(STATED TASK 1)
Say whether each statement below agrees with the Diamond Mountain planning notes, answering yes or no and quoting the deciding words from the notes: (a) the land's balance was disrupted in the latter part of the 19th century; (b) the land has since recovered from desertification; (c) firewood was needed to supply a nearby steam powered quarry and Fort Bowie.

..........

Notes from Diamond Mountain Planning Session 4/12/05-4/13/05

Pupose for this Session

To weave spirituality, ethics, and care for this place into an appropriate container for developing this land

In a way that grows our understanding, capability, and commitment with regard to • Who this land is, • Who it invites us to be, and • The relationship we are being called into

So that our actions can increasingly honor the land and arise more and more in harmony with our spiritual practice.


Potential for Relationship to Place

The land at Diamond Mountain is inherently diverse. Because of its geological history, layers of sediment and rock were deposited and then uplifted, folding and splitting to leave behind a varied terrain with numerous pockets of different soils and microclimates. This diversity of landform, soils, and microclimate once supported a rich community of grasslands and oak forest, with all of its associated plant, fungal, and animal species. Over long periods of time, indigenous people adapted their culture and lifeways to nurture and be nurtured by this rich biotic community, achieving a dynamic balance with place.

This balance was radically disrupted in the latter part of the 19th century—with the introduction of the railroad that enabled intensive cattle raising, and with the sudden need for large quantities of firewood to supply a nearby steam powered quarry and Fort Bowie. These disruptions initiated a downward spiral of desertification from which the land has never recovered.

As Diamond Mountain is developed, the rapid infusion of capital (financial, material, and human) into this landscape carries with it the potential to initiate processes of regeneration and healing for the land and for all who come here. It also carries the potential to continue the degradation and destruction of the last century and a half. The difference will lie in the community’s vision and will, its ability to listen to and learn from the land, and its willingness to engage in regenerative planning, construction, and ongoing patterns of use with regard to this site. In other words, Diamond Mountain will need to engage in a lifelong learning and teaching process about how to live in harmony with place. Diamond Mountain will change and be changed by its relationship to this land.

..........

(STATED TASK 2)
Count the lines of the records below that contain the string "bascule", treating case as significant, and give only the number.

(Data records)
..........

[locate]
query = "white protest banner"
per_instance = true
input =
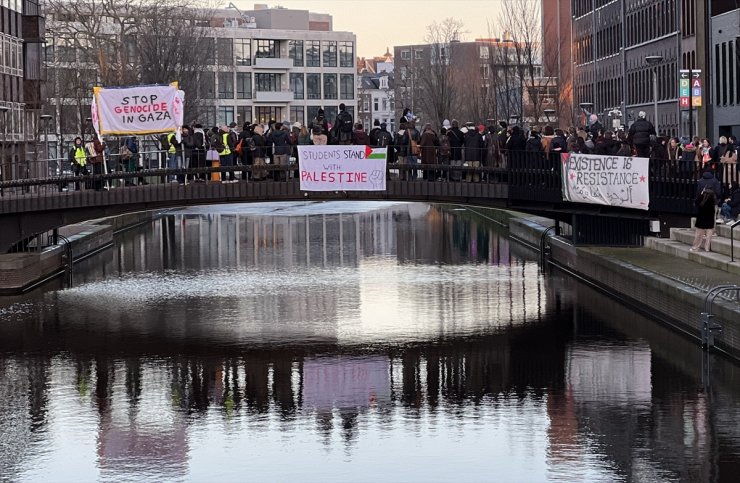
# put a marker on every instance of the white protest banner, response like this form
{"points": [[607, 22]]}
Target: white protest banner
{"points": [[138, 110], [606, 180], [342, 168]]}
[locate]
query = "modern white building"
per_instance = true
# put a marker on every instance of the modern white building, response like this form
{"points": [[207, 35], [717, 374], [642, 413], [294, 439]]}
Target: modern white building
{"points": [[282, 64], [260, 64]]}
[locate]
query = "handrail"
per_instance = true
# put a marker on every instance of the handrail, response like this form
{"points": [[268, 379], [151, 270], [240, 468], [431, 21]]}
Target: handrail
{"points": [[543, 243], [732, 239], [709, 328], [70, 259]]}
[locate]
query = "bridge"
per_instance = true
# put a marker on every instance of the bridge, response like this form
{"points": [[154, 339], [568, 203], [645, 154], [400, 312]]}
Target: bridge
{"points": [[33, 206]]}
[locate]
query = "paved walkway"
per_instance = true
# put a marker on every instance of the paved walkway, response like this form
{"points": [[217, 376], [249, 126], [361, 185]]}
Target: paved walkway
{"points": [[678, 269]]}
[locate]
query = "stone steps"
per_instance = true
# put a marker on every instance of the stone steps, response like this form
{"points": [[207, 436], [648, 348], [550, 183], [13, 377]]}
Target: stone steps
{"points": [[719, 258]]}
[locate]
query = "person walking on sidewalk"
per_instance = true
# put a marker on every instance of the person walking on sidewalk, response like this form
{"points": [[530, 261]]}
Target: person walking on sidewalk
{"points": [[706, 202]]}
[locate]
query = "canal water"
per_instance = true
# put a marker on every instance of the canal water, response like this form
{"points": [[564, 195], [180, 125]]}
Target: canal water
{"points": [[348, 342]]}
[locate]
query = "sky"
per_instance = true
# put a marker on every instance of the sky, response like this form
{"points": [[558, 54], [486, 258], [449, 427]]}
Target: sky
{"points": [[381, 23]]}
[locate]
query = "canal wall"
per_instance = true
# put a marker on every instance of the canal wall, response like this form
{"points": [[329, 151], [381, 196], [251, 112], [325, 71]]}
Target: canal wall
{"points": [[21, 272], [673, 302]]}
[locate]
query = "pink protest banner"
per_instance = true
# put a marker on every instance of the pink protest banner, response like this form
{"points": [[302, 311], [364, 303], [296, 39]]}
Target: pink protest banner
{"points": [[138, 110], [342, 168]]}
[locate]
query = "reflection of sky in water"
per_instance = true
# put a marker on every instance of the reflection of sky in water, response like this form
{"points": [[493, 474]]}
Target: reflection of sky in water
{"points": [[396, 342]]}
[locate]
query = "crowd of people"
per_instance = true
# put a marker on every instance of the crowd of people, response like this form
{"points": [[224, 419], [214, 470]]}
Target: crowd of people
{"points": [[493, 144]]}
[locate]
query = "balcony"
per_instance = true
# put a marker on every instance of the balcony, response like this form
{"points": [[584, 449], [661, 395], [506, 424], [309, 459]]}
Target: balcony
{"points": [[276, 97], [274, 64]]}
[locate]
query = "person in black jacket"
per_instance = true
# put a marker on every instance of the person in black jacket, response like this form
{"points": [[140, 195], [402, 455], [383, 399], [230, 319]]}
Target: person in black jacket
{"points": [[258, 156], [731, 206], [473, 151], [639, 135], [456, 137]]}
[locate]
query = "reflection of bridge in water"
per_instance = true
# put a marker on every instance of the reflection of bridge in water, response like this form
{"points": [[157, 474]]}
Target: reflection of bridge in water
{"points": [[147, 385]]}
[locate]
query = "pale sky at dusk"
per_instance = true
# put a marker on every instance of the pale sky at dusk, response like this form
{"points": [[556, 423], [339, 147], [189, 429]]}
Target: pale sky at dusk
{"points": [[381, 23]]}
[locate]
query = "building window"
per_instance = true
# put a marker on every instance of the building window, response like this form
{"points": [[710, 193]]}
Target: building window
{"points": [[267, 82], [312, 54], [296, 85], [208, 44], [243, 52], [244, 114], [346, 54], [267, 113], [297, 114], [225, 51], [225, 85], [313, 86], [330, 86], [296, 52], [330, 54], [347, 86], [268, 49], [243, 85], [224, 115], [207, 85]]}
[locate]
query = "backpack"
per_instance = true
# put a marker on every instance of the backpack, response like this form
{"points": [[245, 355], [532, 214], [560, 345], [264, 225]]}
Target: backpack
{"points": [[444, 145], [250, 144], [232, 139], [383, 139], [165, 142], [345, 122], [125, 153], [415, 149]]}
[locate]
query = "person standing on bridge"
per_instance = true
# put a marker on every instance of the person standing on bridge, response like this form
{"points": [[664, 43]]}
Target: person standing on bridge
{"points": [[640, 133], [174, 156], [78, 160]]}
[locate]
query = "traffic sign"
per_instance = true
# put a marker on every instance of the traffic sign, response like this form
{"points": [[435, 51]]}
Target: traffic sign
{"points": [[689, 88]]}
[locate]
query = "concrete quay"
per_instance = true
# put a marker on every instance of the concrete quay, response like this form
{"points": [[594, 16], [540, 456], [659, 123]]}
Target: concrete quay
{"points": [[663, 279], [21, 272]]}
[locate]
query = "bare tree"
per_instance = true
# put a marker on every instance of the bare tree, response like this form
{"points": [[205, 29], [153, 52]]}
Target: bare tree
{"points": [[127, 42], [516, 59], [427, 79]]}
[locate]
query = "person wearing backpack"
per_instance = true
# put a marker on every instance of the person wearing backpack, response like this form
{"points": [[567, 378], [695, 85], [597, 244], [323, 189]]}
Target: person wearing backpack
{"points": [[244, 149], [444, 149], [342, 129], [279, 138]]}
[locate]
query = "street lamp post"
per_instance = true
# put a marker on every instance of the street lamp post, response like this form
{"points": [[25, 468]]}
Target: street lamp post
{"points": [[654, 60], [3, 111], [547, 113]]}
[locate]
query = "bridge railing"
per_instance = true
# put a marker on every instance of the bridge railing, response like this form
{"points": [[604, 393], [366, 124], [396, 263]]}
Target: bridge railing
{"points": [[531, 177]]}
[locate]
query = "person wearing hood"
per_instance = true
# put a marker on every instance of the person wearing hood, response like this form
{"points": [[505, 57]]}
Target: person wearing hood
{"points": [[473, 151], [258, 157], [374, 133], [731, 206], [516, 145], [457, 139], [279, 138], [359, 136], [640, 133], [428, 145], [708, 180]]}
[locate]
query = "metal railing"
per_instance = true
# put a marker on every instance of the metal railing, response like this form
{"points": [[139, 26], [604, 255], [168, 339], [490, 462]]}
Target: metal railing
{"points": [[709, 328]]}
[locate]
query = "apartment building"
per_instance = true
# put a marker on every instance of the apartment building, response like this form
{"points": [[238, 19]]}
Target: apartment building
{"points": [[628, 55], [21, 92], [260, 65]]}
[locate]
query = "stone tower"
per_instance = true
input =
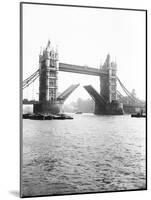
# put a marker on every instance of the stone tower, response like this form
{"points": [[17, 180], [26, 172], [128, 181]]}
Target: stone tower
{"points": [[48, 71], [108, 88]]}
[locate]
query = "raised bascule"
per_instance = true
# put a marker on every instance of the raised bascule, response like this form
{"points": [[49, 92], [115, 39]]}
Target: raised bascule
{"points": [[109, 101]]}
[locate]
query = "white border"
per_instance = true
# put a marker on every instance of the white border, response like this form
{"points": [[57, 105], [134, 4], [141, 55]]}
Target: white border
{"points": [[9, 100]]}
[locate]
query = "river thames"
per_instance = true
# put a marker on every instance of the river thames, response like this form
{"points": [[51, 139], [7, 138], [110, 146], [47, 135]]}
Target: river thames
{"points": [[87, 154]]}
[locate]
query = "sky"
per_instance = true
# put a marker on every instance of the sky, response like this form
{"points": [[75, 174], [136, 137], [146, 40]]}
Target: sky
{"points": [[84, 36]]}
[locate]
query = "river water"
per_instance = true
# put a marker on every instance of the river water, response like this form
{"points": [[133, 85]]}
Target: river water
{"points": [[87, 154]]}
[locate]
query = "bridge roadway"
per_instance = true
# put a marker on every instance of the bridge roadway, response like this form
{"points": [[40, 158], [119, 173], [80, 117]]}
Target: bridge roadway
{"points": [[81, 69]]}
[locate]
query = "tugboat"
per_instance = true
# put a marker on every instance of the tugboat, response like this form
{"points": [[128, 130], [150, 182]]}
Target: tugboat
{"points": [[79, 112], [139, 114]]}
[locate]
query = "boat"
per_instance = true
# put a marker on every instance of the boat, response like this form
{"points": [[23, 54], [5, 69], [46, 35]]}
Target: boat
{"points": [[46, 116], [138, 115]]}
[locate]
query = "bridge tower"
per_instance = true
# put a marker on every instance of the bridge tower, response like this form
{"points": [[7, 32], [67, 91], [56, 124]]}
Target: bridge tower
{"points": [[48, 71], [108, 89]]}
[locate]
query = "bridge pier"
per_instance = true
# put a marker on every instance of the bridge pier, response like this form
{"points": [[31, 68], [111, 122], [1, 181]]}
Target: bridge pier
{"points": [[48, 70]]}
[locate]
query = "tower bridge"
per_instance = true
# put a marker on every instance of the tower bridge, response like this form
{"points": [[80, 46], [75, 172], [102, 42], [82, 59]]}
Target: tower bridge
{"points": [[108, 101]]}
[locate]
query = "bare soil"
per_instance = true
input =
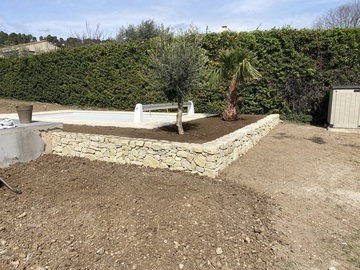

..........

(FULL SOLUTION 1)
(a) Yes: "This balance was radically disrupted in the latter part of the 19th century"
(b) No: "a downward spiral of desertification from which the land has never recovered"
(c) Yes: "the sudden need for large quantities of firewood to supply a nearby steam powered quarry and Fort Bowie"

(FULL SOLUTION 2)
3